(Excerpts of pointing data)
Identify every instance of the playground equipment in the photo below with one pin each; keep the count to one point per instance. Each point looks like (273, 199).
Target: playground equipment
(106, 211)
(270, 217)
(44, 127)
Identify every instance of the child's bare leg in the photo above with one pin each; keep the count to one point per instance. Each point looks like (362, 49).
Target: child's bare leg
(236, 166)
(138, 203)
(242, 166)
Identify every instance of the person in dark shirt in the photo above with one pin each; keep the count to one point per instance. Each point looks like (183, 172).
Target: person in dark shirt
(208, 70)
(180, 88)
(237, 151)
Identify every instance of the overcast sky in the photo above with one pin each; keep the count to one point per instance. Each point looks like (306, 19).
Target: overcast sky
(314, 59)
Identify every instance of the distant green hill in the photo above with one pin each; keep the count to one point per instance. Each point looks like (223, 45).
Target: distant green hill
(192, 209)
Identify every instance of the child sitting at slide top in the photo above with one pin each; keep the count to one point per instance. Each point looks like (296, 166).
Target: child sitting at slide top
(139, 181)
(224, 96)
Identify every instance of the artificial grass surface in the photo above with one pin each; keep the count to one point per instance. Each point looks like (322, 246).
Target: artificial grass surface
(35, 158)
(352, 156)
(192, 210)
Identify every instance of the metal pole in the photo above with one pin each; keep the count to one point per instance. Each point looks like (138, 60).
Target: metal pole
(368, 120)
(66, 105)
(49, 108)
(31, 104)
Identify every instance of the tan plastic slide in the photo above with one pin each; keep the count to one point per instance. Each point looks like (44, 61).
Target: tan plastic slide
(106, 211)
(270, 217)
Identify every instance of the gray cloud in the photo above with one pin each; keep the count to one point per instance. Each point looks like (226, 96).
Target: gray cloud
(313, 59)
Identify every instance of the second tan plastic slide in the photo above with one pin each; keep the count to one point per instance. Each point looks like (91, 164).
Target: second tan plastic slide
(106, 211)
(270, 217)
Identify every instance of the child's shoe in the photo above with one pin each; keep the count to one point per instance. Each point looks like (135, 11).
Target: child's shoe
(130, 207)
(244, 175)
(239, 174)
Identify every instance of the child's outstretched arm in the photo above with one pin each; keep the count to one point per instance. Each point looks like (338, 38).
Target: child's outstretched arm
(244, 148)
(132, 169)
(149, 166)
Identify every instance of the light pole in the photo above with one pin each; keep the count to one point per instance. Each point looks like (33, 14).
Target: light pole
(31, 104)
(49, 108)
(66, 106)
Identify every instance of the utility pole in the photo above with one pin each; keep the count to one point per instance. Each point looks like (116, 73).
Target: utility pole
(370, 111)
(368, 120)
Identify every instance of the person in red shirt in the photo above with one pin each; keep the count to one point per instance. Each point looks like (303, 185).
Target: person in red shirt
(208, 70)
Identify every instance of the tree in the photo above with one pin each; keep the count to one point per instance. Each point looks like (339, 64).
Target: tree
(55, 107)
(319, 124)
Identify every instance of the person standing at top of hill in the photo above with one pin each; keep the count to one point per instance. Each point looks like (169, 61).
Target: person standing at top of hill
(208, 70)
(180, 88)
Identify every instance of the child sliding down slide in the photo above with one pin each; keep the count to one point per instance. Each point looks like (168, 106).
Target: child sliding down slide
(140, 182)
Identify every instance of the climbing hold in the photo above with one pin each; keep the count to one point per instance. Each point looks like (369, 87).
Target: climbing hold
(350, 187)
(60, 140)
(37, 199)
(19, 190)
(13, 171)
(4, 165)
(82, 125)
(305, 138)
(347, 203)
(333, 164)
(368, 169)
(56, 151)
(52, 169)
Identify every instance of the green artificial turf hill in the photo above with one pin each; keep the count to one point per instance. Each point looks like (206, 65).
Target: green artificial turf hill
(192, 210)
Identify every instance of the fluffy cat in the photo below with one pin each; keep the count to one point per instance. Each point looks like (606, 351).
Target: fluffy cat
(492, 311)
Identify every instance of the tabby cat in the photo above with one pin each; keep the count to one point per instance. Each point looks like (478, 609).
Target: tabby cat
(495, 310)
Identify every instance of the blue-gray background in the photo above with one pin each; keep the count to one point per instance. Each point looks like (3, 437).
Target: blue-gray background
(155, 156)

Exercise description: Reproduce all of the records exactly.

Solution for this exercise:
Identify every instance of the playground equipment in the photo below with one pin each; keep the count to one point per instance. Each point looks like (273, 199).
Target: playground equipment
(106, 211)
(270, 217)
(44, 127)
Identify every instance of the child's bare leg in the photo above with one pin each; keep the count to one point per instance. Each point looks like (362, 49).
Target: child's bare leg
(236, 166)
(138, 203)
(242, 166)
Identify every instance of the person in dark shirt in the photo above with one pin each; keep the count to one point per instance. Each point looks like (183, 172).
Target: person in dark shirt
(208, 70)
(180, 88)
(237, 151)
Identify every instance of the overcast sky in the photo above with one pin each; keep the count to one point per instance. Each point looks like (306, 19).
Target: overcast sky
(314, 59)
Identify every instance of the distant green hill in the photo above with one pin each; keep the count to one point per instance. Each point looks like (223, 45).
Target: distant green hill
(192, 209)
Identify every instance of the child sitting at slide top in the photo above with one pin each; keep the count to one point per instance. Each point looks like (296, 166).
Target: child sitting at slide top
(139, 181)
(224, 96)
Identify every instance of the artificial grass surface in the photo above with one pin each; keep the count to one point per instance. Each point looks like (322, 246).
Target: artificial grass surface
(35, 158)
(352, 156)
(192, 210)
Identify every instance of the metal pole in the photo above with one pin each; keep the count to one point per instance. Each point looks like (138, 60).
Target: metal pole
(368, 120)
(66, 105)
(49, 108)
(31, 104)
Identify every instance of the tan plastic slide in the photo above with one pin each; keep the count to one point per instance. Each point looks like (44, 61).
Target: tan plastic slide
(106, 211)
(270, 217)
Identify every instance of the gray cloud in the photo above with one pin each; keep the count to one point per instance. Each point looks like (226, 96).
Target: gray cloud
(313, 59)
Identify every instance of the second tan plastic slide in the photo above with one pin each; keep the count to one point per instance. Each point looks like (91, 164).
Target: second tan plastic slide
(106, 211)
(270, 217)
Identify every instance of the child's shoe in the photo above with one pin each; keep the count to one point per instance. Each point looks like (135, 11).
Target: child's shoe
(130, 207)
(244, 175)
(239, 174)
Identify every instance of the child's outstretched arm in the photo above with one pin each; keep the count to one point per instance. Each point looks like (338, 38).
Target: child's outstretched arm
(244, 148)
(132, 169)
(149, 166)
Identify every instance of the light pole in the photo above with one pin each; keep the count to one point per instance. Each point looks like (33, 14).
Target: light pole
(31, 104)
(49, 108)
(66, 106)
Identify every instance of the utility pole in the photo above with one pin each; keep the count to one point per instance. Each point looks like (116, 73).
Target: utility pole
(370, 111)
(368, 120)
Identify every instance of the person in red shirt in the photo above with one pin each; keep the count to one point per instance. Each point looks like (303, 185).
Target: person in red shirt
(208, 70)
Identify every instance of the tree in the photo above with one pin each; keep the count to one point per instance. Each point looks like (339, 64).
Target: tree
(55, 107)
(319, 124)
Identify every instance of the person standing at top of hill in the photo above with one pin each; keep the count to one point per instance. Each point looks like (169, 61).
Target: person standing at top of hill
(208, 70)
(180, 88)
Identify every instance of the child sliding down slide in the photo above with one pin each; keep the count to one point per instance. Each point looks like (168, 106).
Target: child sliding down slide
(140, 182)
Identify every instance of the climbing hold in the photo above with one pin each; keep the count to one point per instance. Each point looks like (369, 87).
Target: climbing hold
(350, 187)
(60, 140)
(37, 199)
(19, 190)
(13, 171)
(4, 165)
(82, 125)
(305, 138)
(347, 203)
(333, 164)
(368, 169)
(56, 151)
(52, 169)
Identify every instance of the green artificial turf hill in the photo above with one pin each; keep the count to one point per instance. Each point looks like (206, 65).
Target: green artificial turf hill
(192, 210)
Identify every instance of the fluffy cat in the photo below with one pin each; keep the count to one point per instance. Each point looks like (606, 351).
Target: fluffy cat
(492, 311)
Identify every instance of the tabby cat in the photo above with one pin each; keep the count to one point per instance. Each point looks like (478, 609).
Target: tabby cat
(495, 310)
Identify every instance of the blue-gray background in the photo above with one pin each; keep the count to one point per instance. Each point looks like (3, 437).
Target: blue-gray background
(155, 156)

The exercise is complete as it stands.